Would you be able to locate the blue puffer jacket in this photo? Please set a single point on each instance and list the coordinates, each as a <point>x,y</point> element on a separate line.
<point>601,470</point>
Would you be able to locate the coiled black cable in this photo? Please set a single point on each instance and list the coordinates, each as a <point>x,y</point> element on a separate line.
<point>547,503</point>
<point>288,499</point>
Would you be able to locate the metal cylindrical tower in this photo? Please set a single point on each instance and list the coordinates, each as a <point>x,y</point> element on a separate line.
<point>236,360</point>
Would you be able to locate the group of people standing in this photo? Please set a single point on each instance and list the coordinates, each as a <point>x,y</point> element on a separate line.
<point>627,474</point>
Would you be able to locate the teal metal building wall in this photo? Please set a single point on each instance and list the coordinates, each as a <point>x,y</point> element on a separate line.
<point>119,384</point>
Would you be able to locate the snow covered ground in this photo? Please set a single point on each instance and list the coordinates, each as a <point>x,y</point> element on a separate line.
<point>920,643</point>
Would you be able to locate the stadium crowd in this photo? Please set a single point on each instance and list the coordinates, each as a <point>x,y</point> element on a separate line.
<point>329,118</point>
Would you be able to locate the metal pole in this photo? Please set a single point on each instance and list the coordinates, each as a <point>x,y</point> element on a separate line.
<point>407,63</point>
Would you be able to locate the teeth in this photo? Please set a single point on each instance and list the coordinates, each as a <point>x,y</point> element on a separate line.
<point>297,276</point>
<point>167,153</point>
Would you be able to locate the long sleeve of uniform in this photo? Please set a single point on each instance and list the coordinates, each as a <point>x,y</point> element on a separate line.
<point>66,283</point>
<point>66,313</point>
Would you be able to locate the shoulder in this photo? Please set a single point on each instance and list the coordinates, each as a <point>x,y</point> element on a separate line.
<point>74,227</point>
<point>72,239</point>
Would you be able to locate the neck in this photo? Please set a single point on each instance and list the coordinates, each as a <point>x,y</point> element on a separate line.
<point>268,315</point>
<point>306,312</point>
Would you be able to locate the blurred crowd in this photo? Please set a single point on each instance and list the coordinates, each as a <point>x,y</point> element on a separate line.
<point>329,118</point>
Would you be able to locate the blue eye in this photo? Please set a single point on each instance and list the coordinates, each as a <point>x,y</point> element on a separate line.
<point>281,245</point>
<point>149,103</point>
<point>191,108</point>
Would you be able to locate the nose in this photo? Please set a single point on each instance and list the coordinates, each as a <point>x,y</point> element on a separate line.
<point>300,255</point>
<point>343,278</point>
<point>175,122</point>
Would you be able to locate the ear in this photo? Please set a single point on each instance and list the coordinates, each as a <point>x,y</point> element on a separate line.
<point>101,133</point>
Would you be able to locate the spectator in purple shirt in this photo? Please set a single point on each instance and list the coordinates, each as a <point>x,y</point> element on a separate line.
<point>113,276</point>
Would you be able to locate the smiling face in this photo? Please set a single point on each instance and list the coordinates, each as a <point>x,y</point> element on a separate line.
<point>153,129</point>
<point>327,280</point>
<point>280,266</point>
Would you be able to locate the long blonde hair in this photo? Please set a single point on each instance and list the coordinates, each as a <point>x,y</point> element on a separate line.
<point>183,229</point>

==========

**WHAT IS EXPECTED**
Starting with the line that contains "Would you be able to locate the smiling" and going on through the last of the lines above, render them as a numbered list, leaving out any blank lines.

**RESPONSE TO THIS EXERCISE**
1. Would you be able to locate the smiling face in this photo? Please set a single point on each instance and list the coordinates, each as a <point>x,y</point> element on a separate line.
2. <point>153,129</point>
3. <point>327,280</point>
4. <point>280,266</point>
5. Would you be able to locate the long blonde hair in this photo? Please set a single point on each instance and list the coordinates, each as a <point>x,y</point> element on a separate line.
6. <point>183,229</point>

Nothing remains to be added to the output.